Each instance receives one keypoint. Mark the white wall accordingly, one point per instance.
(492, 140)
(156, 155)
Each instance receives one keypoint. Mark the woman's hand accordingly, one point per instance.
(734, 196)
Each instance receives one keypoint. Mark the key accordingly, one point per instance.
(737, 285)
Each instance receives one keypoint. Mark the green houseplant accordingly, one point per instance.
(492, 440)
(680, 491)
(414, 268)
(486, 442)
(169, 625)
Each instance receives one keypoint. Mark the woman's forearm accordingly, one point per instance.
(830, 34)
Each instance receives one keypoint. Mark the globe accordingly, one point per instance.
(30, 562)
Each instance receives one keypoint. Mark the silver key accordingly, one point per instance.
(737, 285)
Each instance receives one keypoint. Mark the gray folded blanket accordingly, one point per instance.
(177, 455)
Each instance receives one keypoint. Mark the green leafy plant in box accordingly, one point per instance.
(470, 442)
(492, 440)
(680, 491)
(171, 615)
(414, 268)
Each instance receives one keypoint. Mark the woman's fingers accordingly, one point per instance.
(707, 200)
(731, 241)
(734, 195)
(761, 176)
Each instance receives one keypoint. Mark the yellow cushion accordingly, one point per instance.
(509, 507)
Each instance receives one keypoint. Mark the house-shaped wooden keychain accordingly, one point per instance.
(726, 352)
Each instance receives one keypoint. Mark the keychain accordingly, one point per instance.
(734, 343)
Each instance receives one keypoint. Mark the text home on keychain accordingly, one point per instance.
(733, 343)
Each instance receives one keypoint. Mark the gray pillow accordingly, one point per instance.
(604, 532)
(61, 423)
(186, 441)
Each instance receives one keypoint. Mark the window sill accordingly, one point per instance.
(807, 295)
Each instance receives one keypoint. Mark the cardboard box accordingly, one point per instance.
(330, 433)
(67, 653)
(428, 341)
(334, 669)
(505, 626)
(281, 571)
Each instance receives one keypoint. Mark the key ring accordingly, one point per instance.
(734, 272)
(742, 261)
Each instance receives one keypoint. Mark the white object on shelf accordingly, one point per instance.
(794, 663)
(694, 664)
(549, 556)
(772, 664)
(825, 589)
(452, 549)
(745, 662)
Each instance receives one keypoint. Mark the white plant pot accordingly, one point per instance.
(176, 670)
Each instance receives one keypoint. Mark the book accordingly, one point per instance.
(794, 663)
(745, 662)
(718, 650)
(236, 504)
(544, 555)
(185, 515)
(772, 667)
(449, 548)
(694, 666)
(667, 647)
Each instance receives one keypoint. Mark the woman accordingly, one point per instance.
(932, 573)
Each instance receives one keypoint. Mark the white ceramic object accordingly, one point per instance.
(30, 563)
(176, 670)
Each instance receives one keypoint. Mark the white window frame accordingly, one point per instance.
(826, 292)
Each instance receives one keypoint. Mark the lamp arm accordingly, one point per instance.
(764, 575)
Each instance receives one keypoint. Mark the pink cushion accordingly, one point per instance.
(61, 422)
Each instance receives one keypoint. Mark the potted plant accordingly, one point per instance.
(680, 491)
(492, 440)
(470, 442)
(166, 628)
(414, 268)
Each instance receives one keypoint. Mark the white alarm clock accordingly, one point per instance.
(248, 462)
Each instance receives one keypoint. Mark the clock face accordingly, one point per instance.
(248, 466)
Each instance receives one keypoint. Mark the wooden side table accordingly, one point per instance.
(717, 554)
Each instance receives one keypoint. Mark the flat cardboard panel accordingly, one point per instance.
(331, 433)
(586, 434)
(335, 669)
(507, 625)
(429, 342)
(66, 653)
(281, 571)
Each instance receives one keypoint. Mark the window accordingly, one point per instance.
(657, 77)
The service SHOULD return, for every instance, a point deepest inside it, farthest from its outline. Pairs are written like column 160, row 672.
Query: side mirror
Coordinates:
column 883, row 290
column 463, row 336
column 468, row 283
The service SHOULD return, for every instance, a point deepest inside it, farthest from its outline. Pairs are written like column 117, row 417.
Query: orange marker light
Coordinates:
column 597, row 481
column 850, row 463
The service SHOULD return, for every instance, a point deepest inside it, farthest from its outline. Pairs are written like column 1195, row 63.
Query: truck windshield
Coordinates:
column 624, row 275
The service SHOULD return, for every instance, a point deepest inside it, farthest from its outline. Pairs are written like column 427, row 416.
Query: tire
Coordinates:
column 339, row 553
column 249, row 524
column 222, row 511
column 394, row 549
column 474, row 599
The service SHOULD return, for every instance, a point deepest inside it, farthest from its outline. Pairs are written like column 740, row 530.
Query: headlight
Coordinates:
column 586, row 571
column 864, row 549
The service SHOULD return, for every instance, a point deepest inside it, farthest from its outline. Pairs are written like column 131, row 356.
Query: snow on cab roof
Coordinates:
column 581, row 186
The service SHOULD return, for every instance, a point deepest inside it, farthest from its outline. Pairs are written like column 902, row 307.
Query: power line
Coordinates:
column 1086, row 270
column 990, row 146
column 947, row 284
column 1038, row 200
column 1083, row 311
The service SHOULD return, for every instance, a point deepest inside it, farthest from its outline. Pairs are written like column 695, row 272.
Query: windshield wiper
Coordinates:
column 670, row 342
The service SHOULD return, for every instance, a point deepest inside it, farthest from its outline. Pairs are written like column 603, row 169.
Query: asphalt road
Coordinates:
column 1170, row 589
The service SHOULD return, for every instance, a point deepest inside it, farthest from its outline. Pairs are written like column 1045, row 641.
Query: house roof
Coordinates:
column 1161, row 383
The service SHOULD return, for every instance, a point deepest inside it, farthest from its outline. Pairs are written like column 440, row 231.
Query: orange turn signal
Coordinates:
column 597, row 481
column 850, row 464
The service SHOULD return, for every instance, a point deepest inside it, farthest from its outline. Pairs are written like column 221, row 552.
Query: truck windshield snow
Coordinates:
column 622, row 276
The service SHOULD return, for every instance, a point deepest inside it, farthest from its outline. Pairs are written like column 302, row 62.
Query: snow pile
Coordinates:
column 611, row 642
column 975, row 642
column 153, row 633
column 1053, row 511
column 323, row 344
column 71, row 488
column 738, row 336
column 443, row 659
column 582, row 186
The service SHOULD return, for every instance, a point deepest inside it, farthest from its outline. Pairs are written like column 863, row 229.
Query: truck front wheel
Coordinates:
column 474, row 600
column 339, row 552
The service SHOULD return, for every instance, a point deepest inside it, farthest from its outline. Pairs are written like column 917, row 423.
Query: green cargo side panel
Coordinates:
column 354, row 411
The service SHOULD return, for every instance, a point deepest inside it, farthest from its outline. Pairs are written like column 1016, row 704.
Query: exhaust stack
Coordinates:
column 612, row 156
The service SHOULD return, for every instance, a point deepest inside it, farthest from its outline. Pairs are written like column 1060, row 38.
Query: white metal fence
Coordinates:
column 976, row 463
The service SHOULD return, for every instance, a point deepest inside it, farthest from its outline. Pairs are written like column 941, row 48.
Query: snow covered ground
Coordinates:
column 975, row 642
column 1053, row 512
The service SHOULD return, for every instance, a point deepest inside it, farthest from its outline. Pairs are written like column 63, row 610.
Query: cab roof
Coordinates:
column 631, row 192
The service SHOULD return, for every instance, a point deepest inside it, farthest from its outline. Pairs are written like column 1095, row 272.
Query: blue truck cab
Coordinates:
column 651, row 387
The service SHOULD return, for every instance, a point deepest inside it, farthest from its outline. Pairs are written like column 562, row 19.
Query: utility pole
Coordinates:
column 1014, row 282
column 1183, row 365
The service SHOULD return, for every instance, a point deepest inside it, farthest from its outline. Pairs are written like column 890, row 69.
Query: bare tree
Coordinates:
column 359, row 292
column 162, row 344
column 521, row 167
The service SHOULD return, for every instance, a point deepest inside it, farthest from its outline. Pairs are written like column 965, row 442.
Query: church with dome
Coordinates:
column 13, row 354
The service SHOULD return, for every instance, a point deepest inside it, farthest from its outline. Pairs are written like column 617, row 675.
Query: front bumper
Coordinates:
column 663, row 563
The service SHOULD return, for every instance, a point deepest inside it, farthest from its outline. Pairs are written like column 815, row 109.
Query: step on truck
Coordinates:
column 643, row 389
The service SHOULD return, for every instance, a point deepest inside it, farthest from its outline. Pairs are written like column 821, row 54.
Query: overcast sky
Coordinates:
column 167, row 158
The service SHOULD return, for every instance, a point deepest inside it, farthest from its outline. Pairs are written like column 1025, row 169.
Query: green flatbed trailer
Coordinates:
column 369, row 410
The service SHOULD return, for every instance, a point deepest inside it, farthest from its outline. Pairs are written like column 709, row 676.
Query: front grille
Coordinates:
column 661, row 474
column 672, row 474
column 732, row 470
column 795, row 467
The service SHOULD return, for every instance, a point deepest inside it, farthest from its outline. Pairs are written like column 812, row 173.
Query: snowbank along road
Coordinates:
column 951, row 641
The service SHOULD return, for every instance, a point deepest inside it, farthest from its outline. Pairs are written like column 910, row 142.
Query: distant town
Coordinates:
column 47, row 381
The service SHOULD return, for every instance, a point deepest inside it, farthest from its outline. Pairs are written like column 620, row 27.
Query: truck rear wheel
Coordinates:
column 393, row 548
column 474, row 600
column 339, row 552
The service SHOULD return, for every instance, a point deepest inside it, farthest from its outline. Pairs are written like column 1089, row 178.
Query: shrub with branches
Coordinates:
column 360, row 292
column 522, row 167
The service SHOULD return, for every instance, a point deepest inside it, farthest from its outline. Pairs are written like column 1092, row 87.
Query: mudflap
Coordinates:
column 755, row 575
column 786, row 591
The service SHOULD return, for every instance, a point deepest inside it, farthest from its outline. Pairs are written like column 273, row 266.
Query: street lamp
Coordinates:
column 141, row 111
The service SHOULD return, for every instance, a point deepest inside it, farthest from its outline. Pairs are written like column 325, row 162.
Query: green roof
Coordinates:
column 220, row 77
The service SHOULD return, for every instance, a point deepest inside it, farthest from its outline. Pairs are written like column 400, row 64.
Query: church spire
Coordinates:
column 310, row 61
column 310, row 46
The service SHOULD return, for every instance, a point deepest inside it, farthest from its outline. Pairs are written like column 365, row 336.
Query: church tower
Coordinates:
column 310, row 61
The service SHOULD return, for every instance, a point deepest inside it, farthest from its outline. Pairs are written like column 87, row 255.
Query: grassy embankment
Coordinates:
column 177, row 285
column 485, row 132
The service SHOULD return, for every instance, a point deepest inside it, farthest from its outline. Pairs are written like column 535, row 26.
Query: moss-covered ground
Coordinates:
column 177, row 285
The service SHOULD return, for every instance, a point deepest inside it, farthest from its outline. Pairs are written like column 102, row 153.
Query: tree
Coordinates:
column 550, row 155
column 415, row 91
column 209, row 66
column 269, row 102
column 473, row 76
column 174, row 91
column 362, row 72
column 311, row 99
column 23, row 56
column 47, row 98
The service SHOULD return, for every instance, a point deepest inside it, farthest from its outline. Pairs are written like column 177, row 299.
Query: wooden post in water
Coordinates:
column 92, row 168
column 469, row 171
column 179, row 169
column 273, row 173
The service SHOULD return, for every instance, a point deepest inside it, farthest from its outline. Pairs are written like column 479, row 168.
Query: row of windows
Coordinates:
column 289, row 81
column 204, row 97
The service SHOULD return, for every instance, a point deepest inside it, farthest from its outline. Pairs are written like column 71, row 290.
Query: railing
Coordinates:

══════════════════════════════

Lay out the lines of the records above, from the line containing "617, row 675." through the line containing "column 795, row 467", as a JSON list of strings with one string per line and blank lines left out.

[
  "The service SHOULD return, for every instance, a point deepest inside it, farthest from its outline. Pairs are written like column 617, row 675.",
  "Query: front bumper",
  "Coordinates:",
  "column 663, row 563",
  "The service SHOULD return, for every instance, a point deepest inside it, farthest from its outline. Pairs are written like column 815, row 109.",
  "Query: step on truck",
  "Coordinates:",
  "column 643, row 389",
  "The service SHOULD return, for every instance, a point deepest inside it, farthest from its outline. Pairs are written like column 821, row 54.",
  "Query: overcast sky",
  "Coordinates:",
  "column 167, row 158",
  "The service SHOULD return, for every instance, a point deepest inside it, farthest from its outline. Pairs are written like column 1025, row 169.",
  "Query: green flatbed trailer",
  "Coordinates:",
  "column 369, row 410",
  "The service SHOULD return, for every instance, a point deepest inside it, farthest from its outline. Pairs are written like column 709, row 676.",
  "Query: front grille",
  "Coordinates:",
  "column 661, row 474",
  "column 672, row 474",
  "column 732, row 470",
  "column 795, row 467"
]